* _Exercise description_
Give back the data in full. Leave nothing out.

——————

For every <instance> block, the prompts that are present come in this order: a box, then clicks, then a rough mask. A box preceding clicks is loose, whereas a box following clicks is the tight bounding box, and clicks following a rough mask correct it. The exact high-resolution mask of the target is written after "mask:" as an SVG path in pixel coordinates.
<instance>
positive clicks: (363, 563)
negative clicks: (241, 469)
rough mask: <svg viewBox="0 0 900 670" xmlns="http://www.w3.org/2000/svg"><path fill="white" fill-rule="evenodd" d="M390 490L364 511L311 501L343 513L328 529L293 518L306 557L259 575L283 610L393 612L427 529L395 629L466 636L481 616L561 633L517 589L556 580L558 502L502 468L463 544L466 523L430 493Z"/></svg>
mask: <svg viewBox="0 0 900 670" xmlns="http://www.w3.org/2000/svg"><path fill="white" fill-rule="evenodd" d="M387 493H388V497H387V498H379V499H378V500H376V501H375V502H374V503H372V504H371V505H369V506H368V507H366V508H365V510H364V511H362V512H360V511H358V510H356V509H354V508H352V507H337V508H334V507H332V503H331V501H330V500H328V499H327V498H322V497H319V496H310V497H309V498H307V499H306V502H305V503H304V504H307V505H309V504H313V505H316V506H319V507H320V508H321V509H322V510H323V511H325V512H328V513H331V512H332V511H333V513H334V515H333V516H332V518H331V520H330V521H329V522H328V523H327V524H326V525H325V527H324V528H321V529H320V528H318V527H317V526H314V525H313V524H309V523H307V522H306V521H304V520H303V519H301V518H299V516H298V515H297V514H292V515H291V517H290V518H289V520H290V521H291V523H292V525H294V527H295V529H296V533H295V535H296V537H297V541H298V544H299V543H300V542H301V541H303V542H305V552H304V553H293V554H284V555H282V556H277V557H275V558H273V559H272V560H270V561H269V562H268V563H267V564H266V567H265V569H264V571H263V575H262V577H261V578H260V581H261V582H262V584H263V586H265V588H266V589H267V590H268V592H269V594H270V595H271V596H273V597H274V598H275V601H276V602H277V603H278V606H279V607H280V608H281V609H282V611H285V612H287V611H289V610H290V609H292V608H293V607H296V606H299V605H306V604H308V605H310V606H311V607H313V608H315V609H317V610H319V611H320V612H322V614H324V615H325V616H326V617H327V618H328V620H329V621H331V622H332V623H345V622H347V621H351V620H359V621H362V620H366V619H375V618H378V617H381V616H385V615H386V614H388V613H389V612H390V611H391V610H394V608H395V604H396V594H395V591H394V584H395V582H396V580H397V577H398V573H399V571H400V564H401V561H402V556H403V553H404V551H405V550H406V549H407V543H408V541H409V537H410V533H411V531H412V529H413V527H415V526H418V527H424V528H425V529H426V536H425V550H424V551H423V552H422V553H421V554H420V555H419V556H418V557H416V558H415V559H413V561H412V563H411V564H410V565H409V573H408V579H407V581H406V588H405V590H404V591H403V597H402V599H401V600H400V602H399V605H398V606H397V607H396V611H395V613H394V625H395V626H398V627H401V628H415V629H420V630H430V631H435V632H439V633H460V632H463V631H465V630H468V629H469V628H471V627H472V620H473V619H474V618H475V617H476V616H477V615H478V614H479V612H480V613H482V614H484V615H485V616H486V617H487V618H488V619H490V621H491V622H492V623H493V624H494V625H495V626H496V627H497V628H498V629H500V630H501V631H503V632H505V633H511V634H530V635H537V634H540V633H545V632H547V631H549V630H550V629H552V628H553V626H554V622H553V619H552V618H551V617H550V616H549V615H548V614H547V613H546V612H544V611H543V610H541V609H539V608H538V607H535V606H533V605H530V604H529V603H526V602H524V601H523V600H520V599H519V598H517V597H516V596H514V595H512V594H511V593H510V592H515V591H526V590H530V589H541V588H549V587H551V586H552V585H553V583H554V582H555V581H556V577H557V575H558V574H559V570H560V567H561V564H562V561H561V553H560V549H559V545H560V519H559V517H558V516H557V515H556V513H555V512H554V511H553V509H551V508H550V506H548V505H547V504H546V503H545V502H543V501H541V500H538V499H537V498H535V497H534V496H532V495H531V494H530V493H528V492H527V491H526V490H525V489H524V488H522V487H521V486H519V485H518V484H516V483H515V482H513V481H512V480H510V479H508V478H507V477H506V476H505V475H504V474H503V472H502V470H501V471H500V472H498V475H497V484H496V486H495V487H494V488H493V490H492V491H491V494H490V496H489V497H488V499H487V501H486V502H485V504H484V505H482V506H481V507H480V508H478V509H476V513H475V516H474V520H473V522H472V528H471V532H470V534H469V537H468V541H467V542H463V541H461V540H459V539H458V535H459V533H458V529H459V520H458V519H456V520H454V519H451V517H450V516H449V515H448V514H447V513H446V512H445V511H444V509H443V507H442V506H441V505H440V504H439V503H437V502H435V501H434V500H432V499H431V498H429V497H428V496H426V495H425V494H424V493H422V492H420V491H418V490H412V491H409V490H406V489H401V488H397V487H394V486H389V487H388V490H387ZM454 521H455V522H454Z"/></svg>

——————

* _Answer section_
For every <instance> block, the prompts that are present come in this order: a box, then clicks, then a rough mask. A box preceding clicks is loose, whereas a box following clicks is the tight bounding box, and clicks following a rough mask correct it. The exact high-resolution mask of the target is written after "mask:" as an SVG path in pixel coordinates.
<instance>
positive clicks: (363, 563)
negative clicks: (241, 469)
rough mask: <svg viewBox="0 0 900 670" xmlns="http://www.w3.org/2000/svg"><path fill="white" fill-rule="evenodd" d="M390 490L364 511L311 501L343 513L328 529L293 518L306 557L259 575L283 610L393 612L427 529L395 629L466 636L481 616L561 633L517 589L556 580L558 502L502 468L463 544L466 523L430 493Z"/></svg>
mask: <svg viewBox="0 0 900 670" xmlns="http://www.w3.org/2000/svg"><path fill="white" fill-rule="evenodd" d="M387 493H388V497H387V498H379V499H378V500H376V501H375V502H374V503H372V504H371V505H369V506H368V507H366V508H365V510H364V511H362V512H360V511H358V510H356V509H354V508H352V507H337V508H334V507H332V503H331V501H330V500H328V499H327V498H322V497H319V496H310V497H309V498H307V499H306V502H305V503H304V504H307V505H309V504H313V505H316V506H319V507H320V508H321V509H322V510H323V511H325V512H328V513H331V512H332V511H333V513H334V515H333V516H332V518H331V520H330V521H329V522H328V523H327V524H326V525H325V527H324V528H321V529H320V528H318V527H317V526H314V525H313V524H309V523H307V522H306V521H304V520H303V519H301V518H299V516H298V515H297V514H292V515H291V517H290V518H289V520H290V521H291V523H292V525H294V527H295V529H296V533H295V535H296V537H297V541H298V544H299V543H300V542H301V541H303V542H305V552H304V553H293V554H284V555H282V556H277V557H275V558H273V559H272V560H270V561H269V562H268V563H267V564H266V567H265V569H264V571H263V575H262V577H261V578H260V581H261V582H262V584H263V586H265V588H266V589H267V590H268V592H269V594H270V595H271V596H273V597H274V598H275V601H276V602H277V603H278V606H279V607H280V608H281V609H282V611H285V612H287V611H289V610H290V609H292V608H293V607H296V606H299V605H306V604H308V605H310V606H311V607H313V608H315V609H317V610H319V611H320V612H322V614H324V615H325V616H326V617H327V618H328V620H329V621H331V622H332V623H345V622H347V621H351V620H359V621H362V620H366V619H375V618H378V617H381V616H385V615H386V614H388V613H389V612H390V611H391V610H394V608H395V604H396V594H395V591H394V584H395V582H396V580H397V577H398V573H399V571H400V564H401V561H402V556H403V553H404V551H405V550H406V549H407V543H408V541H409V537H410V533H411V531H412V529H413V527H415V526H418V527H424V528H425V529H426V536H425V550H424V551H423V552H422V553H421V554H420V555H419V556H418V557H416V558H415V559H413V561H412V563H411V564H410V565H409V573H408V579H407V581H406V588H405V590H404V591H403V597H402V599H401V600H400V602H399V605H398V606H397V607H396V611H395V613H394V625H395V626H398V627H401V628H415V629H420V630H430V631H435V632H439V633H460V632H463V631H465V630H468V629H469V628H471V627H472V620H473V619H474V618H475V617H476V616H477V615H478V614H479V612H480V613H482V614H484V615H485V616H486V617H487V618H488V619H490V621H491V622H492V623H493V624H494V625H495V626H496V627H497V628H498V629H500V630H501V631H503V632H505V633H511V634H530V635H537V634H540V633H545V632H547V631H549V630H550V629H552V628H553V626H554V622H553V619H552V618H551V617H550V616H549V615H548V614H547V613H546V612H544V611H543V610H541V609H539V608H538V607H535V606H533V605H530V604H529V603H526V602H524V601H523V600H520V599H519V598H517V597H516V596H514V595H512V594H511V593H510V592H515V591H526V590H530V589H541V588H549V587H551V586H552V585H553V583H554V582H555V581H556V577H557V575H558V574H559V570H560V567H561V564H562V561H561V553H560V549H559V545H560V519H559V517H558V516H557V515H556V513H555V512H554V511H553V509H551V508H550V506H548V505H547V504H546V503H545V502H543V501H541V500H538V499H537V498H535V497H534V496H532V495H531V494H530V493H528V492H527V491H526V490H525V489H524V488H522V487H521V486H519V485H518V484H516V483H515V482H513V481H512V480H510V479H508V478H507V477H506V476H505V475H504V474H503V472H502V470H501V471H500V472H498V475H497V484H496V486H495V487H494V488H493V490H492V491H491V494H490V496H489V497H488V499H487V501H486V502H485V504H484V505H482V506H481V507H480V508H478V509H476V513H475V516H474V520H473V522H472V528H471V532H470V534H469V537H468V541H467V542H463V541H461V540H459V539H458V535H459V533H458V529H459V520H458V519H456V520H454V519H451V517H450V516H449V515H448V514H447V513H446V512H445V511H444V509H443V507H442V506H441V505H440V504H439V503H437V502H435V501H434V500H432V499H431V498H429V497H428V496H426V495H425V494H424V493H422V492H420V491H418V490H412V491H409V490H406V489H401V488H397V487H394V486H389V487H388V490H387ZM454 521H455V522H454Z"/></svg>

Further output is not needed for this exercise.